→ PROBLEM STATEMENT: Reproduce nothing but the closing run of lines: the line with "Could you point at the worker" and each line that follows it to the end of the data.

Rows from a pointing dataset
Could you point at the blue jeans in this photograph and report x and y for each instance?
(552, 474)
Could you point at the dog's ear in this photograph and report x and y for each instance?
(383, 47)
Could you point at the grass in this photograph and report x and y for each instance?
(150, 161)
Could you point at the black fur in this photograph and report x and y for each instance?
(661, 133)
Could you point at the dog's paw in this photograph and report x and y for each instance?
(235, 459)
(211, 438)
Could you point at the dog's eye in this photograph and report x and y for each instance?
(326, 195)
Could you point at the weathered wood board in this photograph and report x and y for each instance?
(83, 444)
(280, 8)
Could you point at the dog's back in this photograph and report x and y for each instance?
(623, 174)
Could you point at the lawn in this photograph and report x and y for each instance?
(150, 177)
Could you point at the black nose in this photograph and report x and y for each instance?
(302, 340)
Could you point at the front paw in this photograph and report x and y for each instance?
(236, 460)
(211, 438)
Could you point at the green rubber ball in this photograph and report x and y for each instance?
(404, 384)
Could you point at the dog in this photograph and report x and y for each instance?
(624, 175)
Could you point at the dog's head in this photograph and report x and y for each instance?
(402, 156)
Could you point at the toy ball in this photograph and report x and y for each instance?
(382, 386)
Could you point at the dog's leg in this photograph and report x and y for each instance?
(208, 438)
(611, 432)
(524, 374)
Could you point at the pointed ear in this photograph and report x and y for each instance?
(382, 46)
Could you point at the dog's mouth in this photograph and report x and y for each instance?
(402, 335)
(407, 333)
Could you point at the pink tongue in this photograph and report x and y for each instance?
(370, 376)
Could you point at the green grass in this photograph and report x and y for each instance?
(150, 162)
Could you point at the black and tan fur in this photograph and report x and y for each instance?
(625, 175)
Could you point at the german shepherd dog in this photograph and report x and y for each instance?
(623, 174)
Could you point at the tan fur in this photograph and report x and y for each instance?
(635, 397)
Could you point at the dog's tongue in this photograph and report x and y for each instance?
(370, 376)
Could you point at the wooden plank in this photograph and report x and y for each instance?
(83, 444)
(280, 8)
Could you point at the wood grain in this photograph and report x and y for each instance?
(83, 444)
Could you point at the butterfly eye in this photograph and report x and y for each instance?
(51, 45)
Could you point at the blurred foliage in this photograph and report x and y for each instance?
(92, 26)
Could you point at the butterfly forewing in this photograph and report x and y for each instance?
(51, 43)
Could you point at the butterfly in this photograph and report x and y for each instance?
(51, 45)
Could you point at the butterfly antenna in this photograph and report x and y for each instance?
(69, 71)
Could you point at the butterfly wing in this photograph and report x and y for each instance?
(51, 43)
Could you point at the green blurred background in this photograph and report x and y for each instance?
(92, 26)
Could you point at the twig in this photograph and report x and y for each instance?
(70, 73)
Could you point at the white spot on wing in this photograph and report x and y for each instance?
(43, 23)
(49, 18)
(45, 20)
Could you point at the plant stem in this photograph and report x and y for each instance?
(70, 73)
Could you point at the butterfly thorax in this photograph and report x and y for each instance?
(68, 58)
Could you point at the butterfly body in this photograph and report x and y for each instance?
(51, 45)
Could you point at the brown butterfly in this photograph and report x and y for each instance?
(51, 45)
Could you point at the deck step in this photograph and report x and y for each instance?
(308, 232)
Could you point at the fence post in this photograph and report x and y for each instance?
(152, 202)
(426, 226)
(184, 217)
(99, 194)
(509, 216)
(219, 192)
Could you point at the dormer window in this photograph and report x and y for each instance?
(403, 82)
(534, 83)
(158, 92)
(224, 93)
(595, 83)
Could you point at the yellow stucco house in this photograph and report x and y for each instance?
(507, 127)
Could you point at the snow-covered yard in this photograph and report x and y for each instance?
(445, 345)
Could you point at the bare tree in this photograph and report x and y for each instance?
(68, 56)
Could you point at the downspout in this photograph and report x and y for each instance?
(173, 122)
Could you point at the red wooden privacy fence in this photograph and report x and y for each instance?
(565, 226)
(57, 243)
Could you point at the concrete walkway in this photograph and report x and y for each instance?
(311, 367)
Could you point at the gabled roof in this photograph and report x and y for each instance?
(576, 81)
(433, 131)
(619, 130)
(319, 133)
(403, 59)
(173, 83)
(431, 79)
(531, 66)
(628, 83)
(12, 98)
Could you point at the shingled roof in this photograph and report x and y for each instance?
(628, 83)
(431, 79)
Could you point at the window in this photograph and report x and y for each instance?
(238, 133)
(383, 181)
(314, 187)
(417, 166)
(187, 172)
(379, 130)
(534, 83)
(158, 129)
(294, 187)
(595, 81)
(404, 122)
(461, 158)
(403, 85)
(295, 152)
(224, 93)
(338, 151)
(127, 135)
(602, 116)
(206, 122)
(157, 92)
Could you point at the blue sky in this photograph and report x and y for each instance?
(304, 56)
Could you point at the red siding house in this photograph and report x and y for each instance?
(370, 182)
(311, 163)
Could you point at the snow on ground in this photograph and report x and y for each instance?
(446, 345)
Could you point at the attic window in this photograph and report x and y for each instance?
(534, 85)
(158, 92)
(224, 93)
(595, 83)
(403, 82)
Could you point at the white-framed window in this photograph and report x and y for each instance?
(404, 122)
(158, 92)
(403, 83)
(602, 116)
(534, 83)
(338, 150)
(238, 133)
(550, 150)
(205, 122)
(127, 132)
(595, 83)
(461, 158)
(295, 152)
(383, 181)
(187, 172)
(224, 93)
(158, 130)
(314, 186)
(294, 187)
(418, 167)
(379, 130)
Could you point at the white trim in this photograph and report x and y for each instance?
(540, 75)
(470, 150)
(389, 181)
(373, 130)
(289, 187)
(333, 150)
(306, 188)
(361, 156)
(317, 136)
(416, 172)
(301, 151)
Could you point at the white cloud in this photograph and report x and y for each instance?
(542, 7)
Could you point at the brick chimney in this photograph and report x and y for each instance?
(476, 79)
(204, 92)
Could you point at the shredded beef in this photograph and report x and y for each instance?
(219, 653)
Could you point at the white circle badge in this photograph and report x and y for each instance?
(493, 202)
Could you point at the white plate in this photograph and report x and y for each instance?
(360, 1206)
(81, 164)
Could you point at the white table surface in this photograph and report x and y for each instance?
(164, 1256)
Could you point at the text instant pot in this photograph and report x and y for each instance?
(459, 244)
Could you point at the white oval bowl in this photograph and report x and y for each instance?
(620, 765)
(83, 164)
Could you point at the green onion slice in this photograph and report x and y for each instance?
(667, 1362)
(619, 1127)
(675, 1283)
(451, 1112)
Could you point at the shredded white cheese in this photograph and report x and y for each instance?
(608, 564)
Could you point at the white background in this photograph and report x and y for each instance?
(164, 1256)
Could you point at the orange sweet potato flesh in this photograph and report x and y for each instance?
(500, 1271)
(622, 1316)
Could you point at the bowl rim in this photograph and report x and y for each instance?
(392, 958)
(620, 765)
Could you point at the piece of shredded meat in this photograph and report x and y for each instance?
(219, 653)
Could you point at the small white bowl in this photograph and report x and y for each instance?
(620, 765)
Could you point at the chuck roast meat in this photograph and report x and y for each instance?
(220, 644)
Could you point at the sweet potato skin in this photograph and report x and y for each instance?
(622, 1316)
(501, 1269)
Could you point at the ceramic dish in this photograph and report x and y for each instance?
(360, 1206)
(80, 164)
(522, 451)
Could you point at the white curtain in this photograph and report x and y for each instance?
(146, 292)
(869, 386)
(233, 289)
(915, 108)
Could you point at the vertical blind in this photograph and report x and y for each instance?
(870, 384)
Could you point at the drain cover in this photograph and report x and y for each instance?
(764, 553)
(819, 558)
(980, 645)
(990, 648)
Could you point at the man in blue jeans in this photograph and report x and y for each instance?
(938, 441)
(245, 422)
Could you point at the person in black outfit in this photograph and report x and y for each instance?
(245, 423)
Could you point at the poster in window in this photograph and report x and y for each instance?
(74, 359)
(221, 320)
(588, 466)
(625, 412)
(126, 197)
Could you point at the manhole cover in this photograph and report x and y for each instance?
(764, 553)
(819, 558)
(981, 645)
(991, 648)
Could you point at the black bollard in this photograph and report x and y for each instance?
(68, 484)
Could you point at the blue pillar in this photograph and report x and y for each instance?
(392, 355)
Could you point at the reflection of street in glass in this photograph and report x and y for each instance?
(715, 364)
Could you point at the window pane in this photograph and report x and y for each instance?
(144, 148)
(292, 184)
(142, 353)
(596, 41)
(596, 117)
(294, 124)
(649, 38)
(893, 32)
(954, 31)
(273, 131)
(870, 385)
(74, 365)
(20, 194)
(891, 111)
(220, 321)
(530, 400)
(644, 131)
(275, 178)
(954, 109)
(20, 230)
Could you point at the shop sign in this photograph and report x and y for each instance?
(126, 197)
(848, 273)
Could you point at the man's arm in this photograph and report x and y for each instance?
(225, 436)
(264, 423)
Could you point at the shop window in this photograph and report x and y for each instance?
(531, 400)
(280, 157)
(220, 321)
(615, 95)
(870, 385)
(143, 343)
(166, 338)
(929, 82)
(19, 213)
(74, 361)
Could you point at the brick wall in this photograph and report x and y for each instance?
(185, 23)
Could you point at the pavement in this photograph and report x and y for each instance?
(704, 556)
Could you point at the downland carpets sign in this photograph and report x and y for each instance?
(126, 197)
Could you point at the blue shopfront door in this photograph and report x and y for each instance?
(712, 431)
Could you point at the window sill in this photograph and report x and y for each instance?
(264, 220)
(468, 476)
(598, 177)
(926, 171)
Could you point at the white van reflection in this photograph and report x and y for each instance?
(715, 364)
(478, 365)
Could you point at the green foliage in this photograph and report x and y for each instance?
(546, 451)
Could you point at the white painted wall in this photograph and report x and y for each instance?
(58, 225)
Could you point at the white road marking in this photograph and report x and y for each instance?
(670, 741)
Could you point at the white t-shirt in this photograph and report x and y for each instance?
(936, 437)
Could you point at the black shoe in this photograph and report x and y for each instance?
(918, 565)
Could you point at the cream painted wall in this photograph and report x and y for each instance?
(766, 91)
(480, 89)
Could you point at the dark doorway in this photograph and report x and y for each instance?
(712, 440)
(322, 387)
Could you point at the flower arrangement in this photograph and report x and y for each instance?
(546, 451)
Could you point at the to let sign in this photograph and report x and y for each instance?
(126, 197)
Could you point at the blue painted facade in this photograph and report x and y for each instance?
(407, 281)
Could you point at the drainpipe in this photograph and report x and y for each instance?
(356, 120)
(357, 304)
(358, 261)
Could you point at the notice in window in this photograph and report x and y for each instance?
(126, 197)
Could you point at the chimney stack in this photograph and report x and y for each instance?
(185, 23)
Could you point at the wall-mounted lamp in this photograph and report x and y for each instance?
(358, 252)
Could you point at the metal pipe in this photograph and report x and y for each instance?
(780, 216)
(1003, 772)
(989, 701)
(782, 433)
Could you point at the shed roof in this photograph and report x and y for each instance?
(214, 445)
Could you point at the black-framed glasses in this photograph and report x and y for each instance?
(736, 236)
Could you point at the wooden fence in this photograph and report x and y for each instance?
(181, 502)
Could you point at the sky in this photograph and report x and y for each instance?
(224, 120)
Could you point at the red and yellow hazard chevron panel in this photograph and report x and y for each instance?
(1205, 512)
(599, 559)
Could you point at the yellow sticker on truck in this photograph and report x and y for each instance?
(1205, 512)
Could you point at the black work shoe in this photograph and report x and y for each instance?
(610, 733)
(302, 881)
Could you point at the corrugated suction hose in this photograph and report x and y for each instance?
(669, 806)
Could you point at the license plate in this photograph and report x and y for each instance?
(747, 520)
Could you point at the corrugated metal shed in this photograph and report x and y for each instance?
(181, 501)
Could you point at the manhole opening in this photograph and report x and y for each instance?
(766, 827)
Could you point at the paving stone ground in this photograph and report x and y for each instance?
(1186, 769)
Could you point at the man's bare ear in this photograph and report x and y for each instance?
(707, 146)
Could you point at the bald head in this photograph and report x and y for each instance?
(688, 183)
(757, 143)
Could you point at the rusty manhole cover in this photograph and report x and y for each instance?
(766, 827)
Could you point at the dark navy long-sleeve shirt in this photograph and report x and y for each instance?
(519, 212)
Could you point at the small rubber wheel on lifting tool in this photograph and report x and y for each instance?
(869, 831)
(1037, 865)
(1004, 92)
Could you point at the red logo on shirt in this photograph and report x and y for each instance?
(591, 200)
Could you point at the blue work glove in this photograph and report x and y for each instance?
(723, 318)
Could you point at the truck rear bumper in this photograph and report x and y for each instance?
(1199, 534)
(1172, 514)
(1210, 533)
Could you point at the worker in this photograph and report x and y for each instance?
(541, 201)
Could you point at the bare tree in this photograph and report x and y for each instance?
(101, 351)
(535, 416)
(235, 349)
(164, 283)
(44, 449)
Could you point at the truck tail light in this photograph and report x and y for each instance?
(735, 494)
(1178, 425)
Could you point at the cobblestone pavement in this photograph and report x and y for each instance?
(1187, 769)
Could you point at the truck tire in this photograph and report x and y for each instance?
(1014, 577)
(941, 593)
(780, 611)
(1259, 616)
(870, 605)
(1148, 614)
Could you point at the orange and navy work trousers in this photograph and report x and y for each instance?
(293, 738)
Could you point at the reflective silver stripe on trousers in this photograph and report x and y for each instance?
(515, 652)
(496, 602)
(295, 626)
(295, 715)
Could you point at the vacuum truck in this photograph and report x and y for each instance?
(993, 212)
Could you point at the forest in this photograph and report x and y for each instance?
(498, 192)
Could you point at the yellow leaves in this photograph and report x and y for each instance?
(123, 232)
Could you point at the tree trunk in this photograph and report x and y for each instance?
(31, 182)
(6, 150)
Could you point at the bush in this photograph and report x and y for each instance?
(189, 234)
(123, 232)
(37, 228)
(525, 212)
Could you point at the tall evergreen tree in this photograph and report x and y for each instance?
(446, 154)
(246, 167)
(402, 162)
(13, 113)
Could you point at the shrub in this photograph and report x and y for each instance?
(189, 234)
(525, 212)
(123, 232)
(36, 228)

→ EXERCISE ANSWER:
Could you point at the worker in this photograph and report x and y for each instance?
(541, 201)
Could you point at the bare tree in this photograph and report x and y for each instance?
(101, 351)
(535, 416)
(235, 349)
(164, 283)
(44, 449)
Could you point at the truck tail light in this photograph and report x and y for each instance?
(735, 494)
(1178, 425)
Could you point at the cobblestone pavement in this photograph and report x and y for each instance?
(1187, 769)
Could you point at the truck tire in this photograph and report x and y for each instance?
(1014, 577)
(941, 593)
(780, 611)
(1259, 616)
(870, 605)
(1148, 614)
Could you point at the orange and navy work trousers in this photograph and report x and y for each instance?
(293, 738)
Could you point at the reflective silver stripe on trousers in this photograph and report x and y for each instance?
(515, 652)
(496, 602)
(295, 626)
(295, 715)
Could you point at the vacuum truck in this photograph and report x and y for each instance?
(993, 212)
Could you point at the forest in this photograph and report x and y for each instance?
(498, 192)
Could you point at the yellow leaves in this photograph and report x and y for each instance?
(123, 232)
Could you point at the tree trunk in this photograph and report x and y for each instance?
(31, 182)
(6, 150)
Could you point at the bush in this photograph and report x and y for each instance?
(189, 234)
(123, 232)
(37, 228)
(525, 212)
Could you point at the tall evergreen tree in this photograph and report x and y for each instance?
(446, 154)
(246, 167)
(402, 162)
(13, 113)
Could you point at the shrub in this photograph and report x and y for each instance?
(189, 234)
(525, 212)
(123, 232)
(36, 228)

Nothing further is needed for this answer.